| Task to carry out |
Print all entries precisely as they are written.

(Data entries)
━━━━

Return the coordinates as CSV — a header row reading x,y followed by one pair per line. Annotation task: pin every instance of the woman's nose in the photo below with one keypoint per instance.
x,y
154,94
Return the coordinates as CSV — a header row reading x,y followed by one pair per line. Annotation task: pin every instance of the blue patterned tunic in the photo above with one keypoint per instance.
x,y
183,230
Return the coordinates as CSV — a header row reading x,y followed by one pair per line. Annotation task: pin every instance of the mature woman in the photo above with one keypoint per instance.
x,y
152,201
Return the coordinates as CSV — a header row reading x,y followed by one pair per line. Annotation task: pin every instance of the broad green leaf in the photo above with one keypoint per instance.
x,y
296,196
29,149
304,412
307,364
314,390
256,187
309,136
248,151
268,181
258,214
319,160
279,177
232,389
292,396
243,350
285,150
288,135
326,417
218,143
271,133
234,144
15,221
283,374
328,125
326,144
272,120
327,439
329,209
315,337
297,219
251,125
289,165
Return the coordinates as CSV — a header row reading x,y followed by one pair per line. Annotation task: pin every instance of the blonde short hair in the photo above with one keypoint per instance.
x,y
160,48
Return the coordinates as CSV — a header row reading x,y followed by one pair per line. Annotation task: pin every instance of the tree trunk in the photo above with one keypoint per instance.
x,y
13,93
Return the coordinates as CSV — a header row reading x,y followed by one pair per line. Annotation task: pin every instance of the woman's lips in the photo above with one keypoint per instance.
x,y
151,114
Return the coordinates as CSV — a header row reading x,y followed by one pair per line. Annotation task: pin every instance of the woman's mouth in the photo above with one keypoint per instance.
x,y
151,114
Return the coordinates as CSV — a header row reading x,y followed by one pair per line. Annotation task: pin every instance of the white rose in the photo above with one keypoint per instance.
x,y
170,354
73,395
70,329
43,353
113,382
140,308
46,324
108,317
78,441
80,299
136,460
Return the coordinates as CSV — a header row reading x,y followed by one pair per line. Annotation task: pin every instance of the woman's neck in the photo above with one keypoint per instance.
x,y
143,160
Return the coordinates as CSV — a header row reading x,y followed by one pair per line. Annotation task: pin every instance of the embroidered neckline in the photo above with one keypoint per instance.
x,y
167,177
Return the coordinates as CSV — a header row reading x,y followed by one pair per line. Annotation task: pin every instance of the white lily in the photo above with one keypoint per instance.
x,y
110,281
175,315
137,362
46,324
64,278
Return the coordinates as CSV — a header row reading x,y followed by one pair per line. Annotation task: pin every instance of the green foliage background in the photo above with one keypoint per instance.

━━━━

| Answer |
Return the coordinates as CSV — a header row reading x,y followed by one pair per line. Annotation task: pin every instance of the woman's nose in the photo below with one keypoint per instance.
x,y
154,94
Return the coordinates as CSV — a header row reading x,y followed by one pair per line. Annotation task: pin every instance of the blue patterned tunic in the photo above with one keypoint per instance.
x,y
183,230
Return the coordinates as CSV — a header row reading x,y followed by one pair per line. Annotation task: pin every instance of the mature woman in the photo above with one keypoint per instance.
x,y
152,201
Return the coordinates as CSV — a header row reading x,y followed by one pair per line. Annotation task: pin every instance of the broad green leaf in the photo above with one keypoint per instance.
x,y
296,196
29,149
304,412
307,364
314,390
256,187
309,136
248,151
268,181
258,214
319,160
279,177
232,389
292,396
243,350
285,150
288,135
326,417
218,143
271,133
234,144
15,221
283,374
328,125
326,144
272,120
327,439
329,209
315,337
297,219
251,125
289,165
Return the coordinates as CSV — a header row reading x,y followed by one pair per line. Annotation task: pin every instance of the blonde short hair in the photo above with one keypoint per instance.
x,y
160,48
Return the coordinates as CSV — a header row reading x,y followed by one pair per line. Annotation task: pin every instance of the tree trunk in the photo above with one keypoint per instance.
x,y
13,93
Return the coordinates as CSV — a header row reading x,y followed by one pair per line. Annotation task: pin every instance of the woman's lips in the photo above with one keypoint per instance.
x,y
151,114
Return the coordinates as CSV — a header row reading x,y followed by one pair per line. Annotation task: pin every instance of the woman's mouth in the photo above with one keypoint per instance.
x,y
151,114
Return the coordinates as CSV — a header row reading x,y followed by one pair per line. Annotation task: pin every instance of the white rose in the photo above with one keypoint per instance.
x,y
170,354
73,395
70,329
43,353
113,382
140,308
46,324
108,317
78,441
80,299
136,460
Return the coordinates as CSV — a header row reading x,y followed by one pair per line. Annotation task: pin every instance of the woman's neck in the photo above with one keypoint per instance.
x,y
143,160
Return the coordinates as CSV — a header row reading x,y followed by one pair per line. Annotation task: pin every instance of the embroidered neckline in the photo above with one keypoint per instance.
x,y
167,177
Return the coordinates as CSV — a header row reading x,y followed by one pair per line. Annotation task: pin every instance of the white lily in the photo above with one keypoint per instance.
x,y
110,281
175,315
137,362
46,324
64,278
Return the coordinates as CSV — a header row reading x,y followed by one pair per line. Annotation task: pin every instance of the green foliage background in the photo above with one keypoint per instance.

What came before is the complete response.